• [Prompt 1]: List every word or phrase that the article on the Computer Fraud and Abuse Act places in quotation marks, giving each one once.

• [Reading text]:
Bloomberg Law®, an integrated legal research and business intelligence solution, combines trusted news and analysis with cutting-edge technology to provide legal professionals tools to be...
Contributed by Pierre Grosdidier, Haynes and Boone, LLP
In just a few years, the Federal Computer Fraud and Abuse Act of 1984 (the “CFAA,” 18 U.S.C. § 1030) has evolved into a broad and powerful weapon in computer-related criminal and civil litigation. Originally enacted to target hackers, the statute now reaches almost any imaginable malfeasance that involves a computer. Two recurring categories of cases arise in an employment context. First, those where disgruntled employees delete files or “wipe” hard drives in spite before they take the door. Second, cases where employees leave with copies of their employers’ proprietary information, such as client databases or electronically-stored trade secrets, with the intent of starting or joining a competing business.
In almost all employment cases, whether civil or criminal, a predicate question is whether the employee accessed his employer’s computers “without authorization,” or in a manner that “exceed[ed] authorized access.” The CFAA does not define “without authorization.” It defines the term “exceeds authorized access” as
to access a computer with authorization and to use such access to obtain or alter information in the computer that the accesser is not entitled so to obtain or alter.1
Courts have struggled with, and split over, what constitutes unauthorized computer access under the CFAA. Some courts have construed the term broadly and held that access becomes unauthorized the instant an employee acts for personal gain and against his employer’s interests. These courts have grounded their reasoning in agency law whereby the agency stops whenever the agent acts in breach of his duty of loyalty.2Other courts have construed the term “unauthorized access” narrowly. These courts have held that an employee does not breach the CFAA if his employer authorized his access, regardless of how the employee uses the accessed information. Employees who download databases for their personal benefit using an authorized password may be guilty of trade secret theft but have not offended the CFAA.

• [Prompt 2]: In the records, rewrite the part that opens with the line containing "instance of woman" and closes with the line containing "[449,0,640,322]", changing "brick wall" to "stone wall" and leaving everything else as it is.

• [Information supplied]:
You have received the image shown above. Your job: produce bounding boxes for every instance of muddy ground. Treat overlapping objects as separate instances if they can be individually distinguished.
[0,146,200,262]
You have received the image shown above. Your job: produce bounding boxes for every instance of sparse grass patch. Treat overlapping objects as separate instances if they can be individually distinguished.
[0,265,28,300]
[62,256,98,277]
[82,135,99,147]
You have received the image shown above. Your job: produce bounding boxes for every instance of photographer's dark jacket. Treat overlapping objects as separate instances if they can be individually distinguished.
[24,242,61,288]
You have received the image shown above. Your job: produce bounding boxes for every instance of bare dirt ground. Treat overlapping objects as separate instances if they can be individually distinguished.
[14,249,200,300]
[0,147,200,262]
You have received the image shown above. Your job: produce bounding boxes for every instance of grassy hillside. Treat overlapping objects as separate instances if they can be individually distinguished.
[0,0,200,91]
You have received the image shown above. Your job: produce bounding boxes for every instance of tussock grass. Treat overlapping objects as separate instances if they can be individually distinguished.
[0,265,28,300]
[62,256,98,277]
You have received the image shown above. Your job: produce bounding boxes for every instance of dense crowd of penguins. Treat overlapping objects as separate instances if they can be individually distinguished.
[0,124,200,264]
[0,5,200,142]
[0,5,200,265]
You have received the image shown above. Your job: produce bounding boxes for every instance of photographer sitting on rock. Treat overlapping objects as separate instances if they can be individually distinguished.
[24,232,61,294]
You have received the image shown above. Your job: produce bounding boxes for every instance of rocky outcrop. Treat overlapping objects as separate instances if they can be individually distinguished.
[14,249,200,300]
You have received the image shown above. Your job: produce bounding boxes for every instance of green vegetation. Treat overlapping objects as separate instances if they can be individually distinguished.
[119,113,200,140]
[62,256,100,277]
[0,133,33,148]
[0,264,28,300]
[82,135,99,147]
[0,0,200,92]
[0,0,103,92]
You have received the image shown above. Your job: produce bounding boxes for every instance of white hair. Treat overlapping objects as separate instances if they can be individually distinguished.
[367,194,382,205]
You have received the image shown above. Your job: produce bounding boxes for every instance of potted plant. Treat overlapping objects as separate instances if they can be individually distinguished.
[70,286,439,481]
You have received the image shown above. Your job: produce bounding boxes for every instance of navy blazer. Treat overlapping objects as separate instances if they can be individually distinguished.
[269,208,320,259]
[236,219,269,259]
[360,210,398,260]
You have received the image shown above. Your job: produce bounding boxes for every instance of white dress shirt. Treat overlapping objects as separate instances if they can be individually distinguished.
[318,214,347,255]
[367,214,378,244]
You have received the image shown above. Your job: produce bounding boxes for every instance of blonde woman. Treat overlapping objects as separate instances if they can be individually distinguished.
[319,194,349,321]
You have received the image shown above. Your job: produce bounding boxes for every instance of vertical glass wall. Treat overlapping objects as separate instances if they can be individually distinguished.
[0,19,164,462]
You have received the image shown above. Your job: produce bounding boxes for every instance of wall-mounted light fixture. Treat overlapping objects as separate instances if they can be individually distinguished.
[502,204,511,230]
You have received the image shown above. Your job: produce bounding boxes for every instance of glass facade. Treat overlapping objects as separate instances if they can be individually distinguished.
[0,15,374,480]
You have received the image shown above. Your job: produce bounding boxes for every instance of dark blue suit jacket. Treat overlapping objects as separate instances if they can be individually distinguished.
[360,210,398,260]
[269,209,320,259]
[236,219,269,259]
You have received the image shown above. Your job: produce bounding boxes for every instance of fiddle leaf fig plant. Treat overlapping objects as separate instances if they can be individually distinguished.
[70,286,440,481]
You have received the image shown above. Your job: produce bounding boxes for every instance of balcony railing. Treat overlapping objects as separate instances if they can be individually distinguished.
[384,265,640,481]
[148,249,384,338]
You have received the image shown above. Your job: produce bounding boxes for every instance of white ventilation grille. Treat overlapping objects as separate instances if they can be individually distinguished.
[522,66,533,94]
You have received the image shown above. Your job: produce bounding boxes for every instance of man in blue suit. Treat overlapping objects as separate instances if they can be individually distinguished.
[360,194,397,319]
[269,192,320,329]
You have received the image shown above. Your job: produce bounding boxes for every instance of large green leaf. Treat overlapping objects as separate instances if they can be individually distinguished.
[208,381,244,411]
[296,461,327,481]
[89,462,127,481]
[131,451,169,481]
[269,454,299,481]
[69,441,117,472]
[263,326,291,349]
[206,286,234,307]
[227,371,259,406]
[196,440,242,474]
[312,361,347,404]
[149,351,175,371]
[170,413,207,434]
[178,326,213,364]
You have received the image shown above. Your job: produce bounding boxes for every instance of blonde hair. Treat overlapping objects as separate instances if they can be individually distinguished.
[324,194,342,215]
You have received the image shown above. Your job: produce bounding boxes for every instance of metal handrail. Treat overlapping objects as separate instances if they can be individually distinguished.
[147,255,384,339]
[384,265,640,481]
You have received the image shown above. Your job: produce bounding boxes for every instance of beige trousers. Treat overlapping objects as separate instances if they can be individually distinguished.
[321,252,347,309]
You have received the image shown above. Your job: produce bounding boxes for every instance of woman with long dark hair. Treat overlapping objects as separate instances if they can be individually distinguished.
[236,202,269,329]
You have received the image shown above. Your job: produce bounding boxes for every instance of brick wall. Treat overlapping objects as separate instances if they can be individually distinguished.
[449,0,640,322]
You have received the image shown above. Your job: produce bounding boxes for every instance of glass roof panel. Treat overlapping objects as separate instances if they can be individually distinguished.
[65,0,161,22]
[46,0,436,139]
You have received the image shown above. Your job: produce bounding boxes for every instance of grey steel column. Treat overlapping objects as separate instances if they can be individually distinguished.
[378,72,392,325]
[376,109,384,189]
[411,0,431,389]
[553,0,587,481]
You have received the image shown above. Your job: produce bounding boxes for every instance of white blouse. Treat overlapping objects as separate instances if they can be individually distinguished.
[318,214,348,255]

• [Answer 1]:
CFAA
wipe
without authorization
exceed[ed] authorized access
exceeds authorized access
unauthorized access

• [Answer 2]:
You have received the image shown above. Your job: produce bounding boxes for every instance of woman with long dark hair. Treat overlapping objects as separate instances if they can be individually distinguished.
[236,202,269,329]
You have received the image shown above. Your job: produce bounding boxes for every instance of stone wall. Treat overlapping objects as separate instances if they can be individually distinguished.
[449,0,640,322]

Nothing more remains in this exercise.